ФРАГМЕНТ ТЕКСТА:
Вернувшись к работе над вычислительной программой, я обнаружил, что она пребывает в полном беспорядке – одни перфокарты белые, другие синие, третьи желтые, – и сказал: «Мы же договорились решать за раз по одной задаче – только по одной!» А в ответ услышал: «Уходите, уходите, уходите. Мы вам потом все объясним».

Объяснили мне следующее. При работе с перфокартами бывает, что либо число на одной из них оказывается ошибочным, либо ошибку совершает машина. Обычно, если это случалось, нам приходилось возвращаться назад и начинать все заново. Однако мои ребята заметили, что ошибка, возникшая на определенном шаге цикла, затрагивает поначалу лишь близкие к этому шагу числа, следующий цикл опять-таки затрагивает лишь ближние числа и так далее. Так оно и идет по всей колоде перфокарт. Если колода состоит из пятидесяти перфокарт, а ошибка обнаруживается при обработке в тридцать девятой, она оказывается связанной с тридцать седьмой, тридцать восьмой и тридцать девятой. Затем затронутыми оказываются уже тридцать шестая, тридцать седьмая, тридцать девятая и сороковая. А дальше ошибка распространяется, точно заразная болезнь.

ИСХОДНЫЕ ДАННЫЕ:
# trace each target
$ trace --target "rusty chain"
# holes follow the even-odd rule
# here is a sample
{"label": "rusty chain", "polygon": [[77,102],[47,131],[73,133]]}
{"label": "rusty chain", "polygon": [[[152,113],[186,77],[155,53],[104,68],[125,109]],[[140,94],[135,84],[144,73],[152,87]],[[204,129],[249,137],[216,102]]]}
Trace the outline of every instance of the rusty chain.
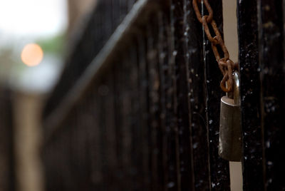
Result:
{"label": "rusty chain", "polygon": [[[209,12],[209,15],[204,15],[203,16],[201,15],[201,13],[199,10],[197,1],[201,2],[201,0],[193,0],[192,1],[193,8],[195,11],[197,19],[203,25],[207,37],[212,43],[212,49],[213,50],[214,56],[216,57],[216,61],[218,63],[219,70],[224,75],[224,78],[222,78],[220,84],[221,88],[224,92],[231,92],[233,90],[234,84],[232,73],[235,70],[238,70],[238,64],[234,63],[231,59],[229,59],[229,55],[227,48],[224,45],[216,22],[213,19],[213,10],[208,2],[208,0],[203,0],[203,3]],[[212,28],[213,29],[213,31],[216,35],[214,37],[212,37],[211,35],[208,26],[209,24],[211,24]],[[217,45],[220,46],[224,52],[224,58],[221,58],[217,47]]]}

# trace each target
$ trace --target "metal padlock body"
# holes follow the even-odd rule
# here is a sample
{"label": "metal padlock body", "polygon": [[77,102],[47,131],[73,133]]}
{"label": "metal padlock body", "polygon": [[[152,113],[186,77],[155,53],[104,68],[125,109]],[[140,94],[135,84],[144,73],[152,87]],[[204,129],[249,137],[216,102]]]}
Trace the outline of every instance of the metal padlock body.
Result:
{"label": "metal padlock body", "polygon": [[[238,73],[234,75],[234,99],[224,96],[221,98],[219,118],[219,155],[229,161],[241,161],[241,112],[239,104],[239,83]],[[234,94],[237,92],[234,92]]]}

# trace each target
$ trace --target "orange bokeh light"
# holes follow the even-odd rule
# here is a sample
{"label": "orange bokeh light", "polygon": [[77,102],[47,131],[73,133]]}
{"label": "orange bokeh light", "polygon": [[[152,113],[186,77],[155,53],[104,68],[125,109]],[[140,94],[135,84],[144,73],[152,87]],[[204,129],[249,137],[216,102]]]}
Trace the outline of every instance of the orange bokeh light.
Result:
{"label": "orange bokeh light", "polygon": [[43,52],[41,46],[36,43],[28,43],[24,47],[21,58],[28,66],[38,65],[43,58]]}

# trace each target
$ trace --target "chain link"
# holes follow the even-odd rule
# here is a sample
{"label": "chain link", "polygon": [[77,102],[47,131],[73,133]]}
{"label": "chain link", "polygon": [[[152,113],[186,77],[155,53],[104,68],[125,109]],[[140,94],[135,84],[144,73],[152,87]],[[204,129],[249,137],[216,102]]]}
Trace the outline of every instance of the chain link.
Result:
{"label": "chain link", "polygon": [[[234,63],[231,59],[229,59],[229,55],[227,48],[224,45],[216,22],[213,19],[213,10],[208,2],[208,0],[203,0],[203,3],[208,11],[209,15],[204,15],[203,16],[202,16],[199,10],[197,1],[201,2],[201,0],[193,0],[192,1],[193,8],[195,11],[197,19],[203,25],[207,37],[212,43],[212,49],[213,50],[214,55],[216,57],[216,61],[218,63],[219,70],[224,75],[224,78],[222,78],[220,84],[221,88],[224,92],[231,92],[233,91],[234,84],[233,72],[238,70],[238,63]],[[212,37],[211,35],[209,25],[212,26],[212,28],[216,35],[214,37]],[[217,45],[219,46],[224,52],[224,58],[221,58],[217,47]]]}

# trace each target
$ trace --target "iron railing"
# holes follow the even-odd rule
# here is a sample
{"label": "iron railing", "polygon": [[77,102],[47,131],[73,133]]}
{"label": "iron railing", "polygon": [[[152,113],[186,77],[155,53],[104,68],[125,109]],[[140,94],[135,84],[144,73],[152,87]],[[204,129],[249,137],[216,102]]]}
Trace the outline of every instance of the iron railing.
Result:
{"label": "iron railing", "polygon": [[[282,190],[285,6],[237,4],[244,190]],[[202,31],[190,1],[99,1],[43,113],[47,190],[229,190]]]}

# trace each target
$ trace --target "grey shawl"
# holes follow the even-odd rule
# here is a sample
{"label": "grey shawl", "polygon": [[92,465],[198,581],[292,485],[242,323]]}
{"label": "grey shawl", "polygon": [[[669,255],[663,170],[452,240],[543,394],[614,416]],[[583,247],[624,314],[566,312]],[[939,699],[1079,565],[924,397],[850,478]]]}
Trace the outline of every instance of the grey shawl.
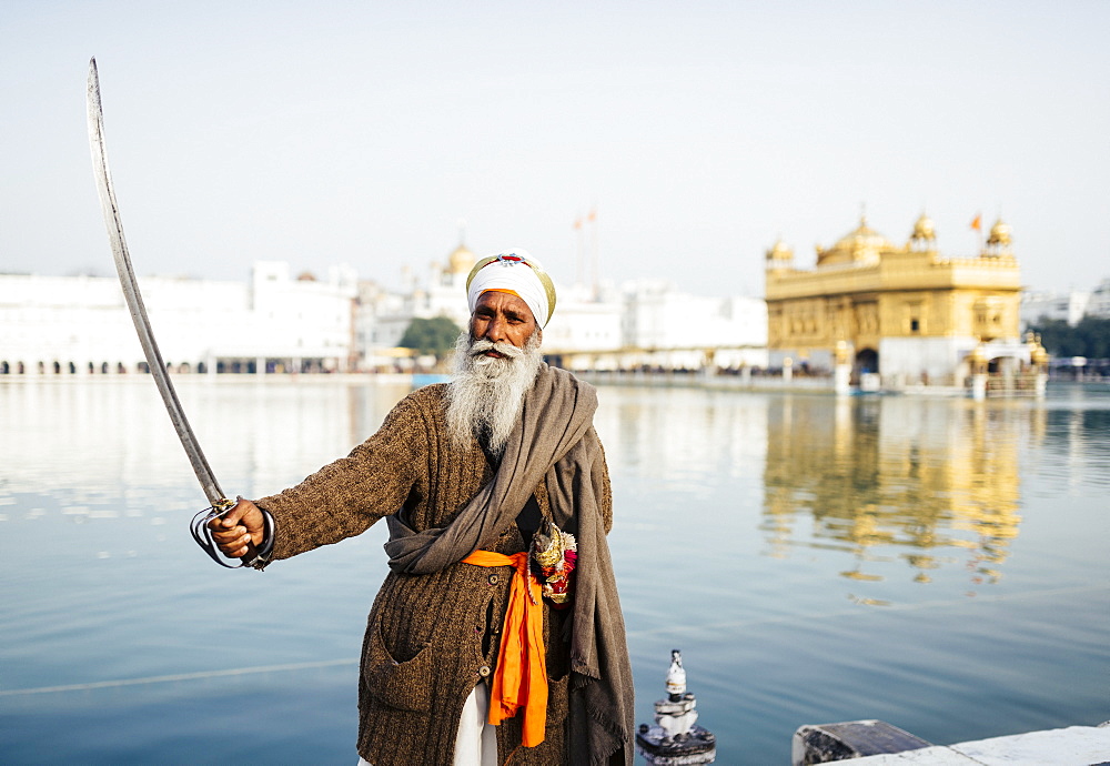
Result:
{"label": "grey shawl", "polygon": [[[403,574],[438,572],[493,542],[547,477],[555,523],[578,542],[571,642],[571,763],[630,766],[634,757],[632,665],[613,562],[599,510],[604,455],[593,427],[597,392],[571,373],[542,365],[524,397],[501,466],[444,527],[416,532],[387,517],[390,567]],[[622,752],[623,748],[623,752]]]}

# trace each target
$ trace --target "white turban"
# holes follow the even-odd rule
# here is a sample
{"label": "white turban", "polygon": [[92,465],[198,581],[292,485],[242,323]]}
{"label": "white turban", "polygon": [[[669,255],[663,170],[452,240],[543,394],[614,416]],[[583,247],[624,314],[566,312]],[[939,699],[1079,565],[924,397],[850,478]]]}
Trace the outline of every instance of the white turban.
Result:
{"label": "white turban", "polygon": [[506,250],[474,264],[466,279],[466,303],[474,313],[478,296],[488,290],[511,292],[528,304],[541,327],[555,312],[555,285],[536,259],[525,250]]}

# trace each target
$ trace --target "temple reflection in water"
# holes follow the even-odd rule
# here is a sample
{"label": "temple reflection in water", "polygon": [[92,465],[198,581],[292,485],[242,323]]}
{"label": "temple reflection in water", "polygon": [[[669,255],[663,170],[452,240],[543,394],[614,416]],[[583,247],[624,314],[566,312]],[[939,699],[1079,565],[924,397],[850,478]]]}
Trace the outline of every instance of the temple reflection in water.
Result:
{"label": "temple reflection in water", "polygon": [[1021,524],[1019,453],[1042,441],[1045,422],[1043,410],[1017,403],[773,400],[761,523],[770,553],[844,551],[841,575],[859,581],[898,576],[889,563],[902,562],[917,582],[965,567],[972,589],[993,583]]}

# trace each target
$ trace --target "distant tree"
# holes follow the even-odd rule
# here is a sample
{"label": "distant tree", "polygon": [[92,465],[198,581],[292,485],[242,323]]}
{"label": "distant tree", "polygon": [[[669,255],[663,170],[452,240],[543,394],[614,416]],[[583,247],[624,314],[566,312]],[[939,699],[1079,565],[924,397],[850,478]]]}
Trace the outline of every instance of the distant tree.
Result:
{"label": "distant tree", "polygon": [[1041,318],[1029,326],[1053,356],[1110,357],[1110,319],[1084,316],[1071,326],[1063,320]]}
{"label": "distant tree", "polygon": [[431,354],[443,360],[452,349],[461,333],[458,325],[446,316],[432,319],[414,318],[405,329],[397,344],[402,349],[413,349],[418,354]]}

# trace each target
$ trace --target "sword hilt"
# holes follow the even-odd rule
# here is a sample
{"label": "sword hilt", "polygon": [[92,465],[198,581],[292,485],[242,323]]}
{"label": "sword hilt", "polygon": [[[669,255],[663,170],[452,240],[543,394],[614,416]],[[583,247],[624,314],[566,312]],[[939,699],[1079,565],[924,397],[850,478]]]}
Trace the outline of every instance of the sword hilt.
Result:
{"label": "sword hilt", "polygon": [[[232,565],[224,561],[225,556],[220,553],[219,546],[215,541],[212,540],[212,530],[209,527],[209,522],[213,518],[221,518],[224,514],[231,511],[239,501],[229,500],[226,497],[221,497],[212,503],[211,507],[204,508],[195,516],[193,521],[189,524],[189,531],[193,534],[193,540],[196,544],[220,566],[228,567],[229,570],[238,570],[241,567],[254,567],[261,570],[262,566],[259,564],[259,550],[255,547],[254,542],[251,540],[246,541],[246,555],[240,556],[239,564]],[[263,514],[265,515],[265,514]],[[264,564],[263,564],[264,565]]]}

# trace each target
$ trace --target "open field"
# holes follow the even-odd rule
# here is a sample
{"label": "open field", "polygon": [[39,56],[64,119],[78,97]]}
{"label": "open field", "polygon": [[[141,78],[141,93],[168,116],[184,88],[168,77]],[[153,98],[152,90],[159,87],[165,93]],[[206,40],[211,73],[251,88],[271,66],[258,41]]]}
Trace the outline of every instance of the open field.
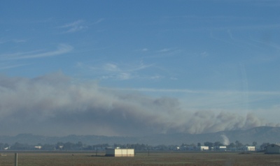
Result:
{"label": "open field", "polygon": [[[2,153],[0,166],[14,165],[14,152]],[[280,165],[280,155],[233,152],[147,152],[135,157],[104,157],[95,152],[18,152],[18,166],[89,165]]]}

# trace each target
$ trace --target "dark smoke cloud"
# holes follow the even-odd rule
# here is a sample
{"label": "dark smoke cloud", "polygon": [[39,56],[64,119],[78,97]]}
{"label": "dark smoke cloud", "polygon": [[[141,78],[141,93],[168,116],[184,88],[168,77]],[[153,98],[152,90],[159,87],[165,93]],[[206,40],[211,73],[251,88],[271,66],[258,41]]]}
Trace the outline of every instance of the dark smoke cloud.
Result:
{"label": "dark smoke cloud", "polygon": [[252,114],[192,112],[176,98],[78,83],[61,73],[34,79],[0,76],[0,115],[1,135],[202,133],[266,125]]}

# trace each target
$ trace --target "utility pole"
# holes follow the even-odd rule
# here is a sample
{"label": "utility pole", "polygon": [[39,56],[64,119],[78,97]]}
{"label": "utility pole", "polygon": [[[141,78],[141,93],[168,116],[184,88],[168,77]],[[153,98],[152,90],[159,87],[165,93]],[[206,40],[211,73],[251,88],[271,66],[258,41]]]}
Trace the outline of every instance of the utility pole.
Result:
{"label": "utility pole", "polygon": [[18,166],[18,153],[15,153],[15,166]]}

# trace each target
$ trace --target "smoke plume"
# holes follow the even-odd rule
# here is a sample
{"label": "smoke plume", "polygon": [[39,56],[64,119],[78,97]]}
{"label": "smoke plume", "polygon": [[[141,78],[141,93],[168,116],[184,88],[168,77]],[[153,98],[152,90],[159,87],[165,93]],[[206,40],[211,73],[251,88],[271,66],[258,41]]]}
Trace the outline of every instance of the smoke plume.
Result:
{"label": "smoke plume", "polygon": [[182,108],[176,98],[76,82],[60,73],[33,79],[0,76],[0,114],[1,130],[6,135],[132,136],[265,125],[252,114],[192,112]]}
{"label": "smoke plume", "polygon": [[229,145],[230,144],[230,139],[225,135],[221,135],[220,137],[223,138],[223,145]]}

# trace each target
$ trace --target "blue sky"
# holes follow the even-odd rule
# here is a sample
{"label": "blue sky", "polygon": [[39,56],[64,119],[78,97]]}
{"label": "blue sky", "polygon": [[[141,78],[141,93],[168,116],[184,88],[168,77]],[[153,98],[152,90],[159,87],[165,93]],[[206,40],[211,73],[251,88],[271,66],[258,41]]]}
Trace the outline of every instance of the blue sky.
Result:
{"label": "blue sky", "polygon": [[[162,126],[167,131],[181,128],[178,131],[192,133],[192,127],[181,129],[190,125],[183,122],[187,117],[176,127],[171,125],[181,112],[194,116],[197,112],[211,112],[217,123],[221,113],[233,114],[244,117],[244,124],[249,114],[257,119],[251,121],[258,121],[252,126],[274,126],[280,115],[279,8],[280,2],[274,0],[2,1],[0,74],[1,88],[9,90],[0,96],[17,101],[20,98],[11,98],[10,91],[29,96],[23,87],[34,80],[43,80],[38,86],[55,82],[52,88],[57,89],[57,82],[69,79],[67,91],[71,86],[91,89],[89,84],[94,84],[98,91],[110,91],[108,96],[118,93],[120,103],[120,96],[129,94],[178,100],[180,111],[167,110],[163,119],[170,123],[155,122],[155,130]],[[85,100],[92,97],[86,96]],[[143,104],[135,100],[135,104]],[[38,103],[32,100],[29,105]],[[5,105],[10,110],[7,119],[15,118],[15,112],[28,106]],[[46,112],[68,107],[57,106]],[[152,109],[155,116],[162,114],[155,113],[158,109]],[[41,121],[48,126],[46,119]],[[106,135],[109,130],[108,126],[107,133],[93,133]]]}

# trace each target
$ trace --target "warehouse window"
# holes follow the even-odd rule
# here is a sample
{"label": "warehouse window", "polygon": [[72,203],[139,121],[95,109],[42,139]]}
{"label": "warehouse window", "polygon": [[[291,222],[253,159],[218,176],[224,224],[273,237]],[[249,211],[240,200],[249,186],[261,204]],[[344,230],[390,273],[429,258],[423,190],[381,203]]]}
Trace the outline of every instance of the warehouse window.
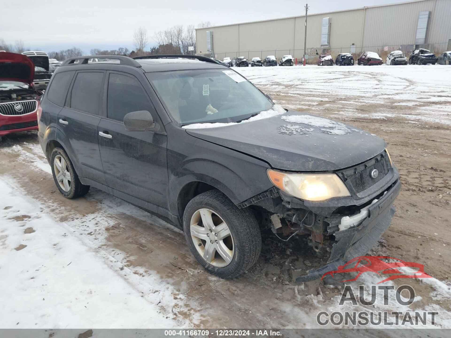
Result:
{"label": "warehouse window", "polygon": [[430,14],[430,12],[420,12],[418,15],[417,35],[415,37],[415,45],[423,45],[426,43],[426,33]]}
{"label": "warehouse window", "polygon": [[323,18],[321,23],[321,47],[329,47],[331,42],[331,18]]}

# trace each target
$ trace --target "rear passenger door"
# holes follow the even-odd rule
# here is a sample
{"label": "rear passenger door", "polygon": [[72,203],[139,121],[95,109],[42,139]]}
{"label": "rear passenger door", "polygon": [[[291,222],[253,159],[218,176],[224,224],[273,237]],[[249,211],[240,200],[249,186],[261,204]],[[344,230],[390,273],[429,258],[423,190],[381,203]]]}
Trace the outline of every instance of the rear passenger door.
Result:
{"label": "rear passenger door", "polygon": [[[79,71],[69,88],[66,105],[58,115],[61,143],[77,174],[106,184],[97,140],[106,72]],[[60,141],[60,140],[58,140]]]}
{"label": "rear passenger door", "polygon": [[107,77],[106,117],[98,127],[107,184],[119,192],[167,208],[166,135],[151,131],[128,132],[124,125],[125,114],[138,110],[150,112],[154,121],[161,125],[158,114],[134,76],[110,72]]}

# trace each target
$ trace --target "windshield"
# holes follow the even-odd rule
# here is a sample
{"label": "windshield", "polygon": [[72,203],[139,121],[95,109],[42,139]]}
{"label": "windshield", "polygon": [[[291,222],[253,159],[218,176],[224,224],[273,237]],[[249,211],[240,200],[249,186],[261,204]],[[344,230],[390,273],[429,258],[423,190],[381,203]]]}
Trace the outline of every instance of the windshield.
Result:
{"label": "windshield", "polygon": [[0,91],[8,91],[11,89],[28,89],[29,88],[30,88],[30,86],[23,82],[0,80]]}
{"label": "windshield", "polygon": [[195,69],[146,75],[169,114],[182,125],[236,122],[272,107],[266,96],[233,70]]}

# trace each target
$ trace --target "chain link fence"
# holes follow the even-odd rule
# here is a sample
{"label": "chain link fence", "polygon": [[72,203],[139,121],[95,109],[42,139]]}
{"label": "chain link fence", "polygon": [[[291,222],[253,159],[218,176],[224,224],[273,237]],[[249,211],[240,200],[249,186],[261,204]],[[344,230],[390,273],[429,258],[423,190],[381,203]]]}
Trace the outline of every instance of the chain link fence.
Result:
{"label": "chain link fence", "polygon": [[[428,44],[421,45],[419,47],[425,48],[435,53],[437,56],[441,53],[446,51],[450,48],[448,42],[440,43]],[[394,45],[392,46],[365,46],[360,47],[355,45],[350,46],[341,47],[337,48],[328,48],[324,47],[316,47],[307,48],[307,63],[312,64],[316,64],[318,60],[318,56],[322,54],[330,54],[335,60],[336,56],[341,53],[350,53],[354,56],[354,59],[357,59],[360,55],[364,51],[376,52],[379,54],[383,60],[385,60],[387,55],[393,50],[401,50],[404,55],[408,58],[410,54],[415,49],[414,45]],[[291,55],[295,59],[298,59],[298,64],[301,63],[302,55],[304,53],[304,49],[273,49],[261,50],[240,50],[239,51],[230,51],[225,53],[217,53],[215,54],[215,58],[220,60],[222,60],[224,58],[230,57],[231,59],[237,58],[239,56],[244,56],[250,61],[252,58],[259,57],[263,60],[268,55],[275,55],[279,61],[284,55]]]}

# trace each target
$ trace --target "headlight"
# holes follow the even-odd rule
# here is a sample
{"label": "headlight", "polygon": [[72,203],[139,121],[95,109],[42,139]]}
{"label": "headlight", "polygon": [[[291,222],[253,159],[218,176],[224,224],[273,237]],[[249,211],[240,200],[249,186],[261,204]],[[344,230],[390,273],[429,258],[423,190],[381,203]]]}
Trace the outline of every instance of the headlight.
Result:
{"label": "headlight", "polygon": [[287,174],[267,170],[273,184],[295,197],[307,201],[324,201],[350,196],[345,183],[335,174]]}
{"label": "headlight", "polygon": [[387,148],[385,149],[385,152],[387,153],[387,155],[388,156],[388,159],[390,160],[390,165],[392,167],[393,166],[393,163],[391,162],[391,158],[390,157],[390,154],[388,153],[388,151],[387,150]]}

СПИСОК ЗАДАНИЙ:
1) Пожалуйста, выведите дословно отрывок из фрагмента о перфокартах: начните с места, где стоят слова «Объяснили мне следующее.», и остановитесь после слов «точно заразная болезнь.».
2) Ответьте на вопросы по фрагменту о перфокартах.
(a) Каких цветов были перфокарты, упомянутые в начале?
(b) Из скольких перфокарт состоит колода в приведённом примере?
(c) С чем сравнивается распространение ошибки?
Приведённые пункты для этой работы не нужны.

РЕШЁННЫЕ ЗАДАЧИ:
1)
Объяснили мне следующее. При работе с перфокартами бывает, что либо число на одной из них оказывается ошибочным, либо ошибку совершает машина. Обычно, если это случалось, нам приходилось возвращаться назад и начинать все заново. Однако мои ребята заметили, что ошибка, возникшая на определенном шаге цикла, затрагивает поначалу лишь близкие к этому шагу числа, следующий цикл опять-таки затрагивает лишь ближние числа и так далее. Так оно и идет по всей колоде перфокарт. Если колода состоит из пятидесяти перфокарт, а ошибка обнаруживается при обработке в тридцать девятой, она оказывается связанной с тридцать седьмой, тридцать восьмой и тридцать девятой. Затем затронутыми оказываются уже тридцать шестая, тридцать седьмая, тридцать девятая и сороковая. А дальше ошибка распространяется, точно заразная болезнь.

2)
(a) Белые, синие и желтые.
(b) Из пятидесяти.
(c) С заразной болезнью.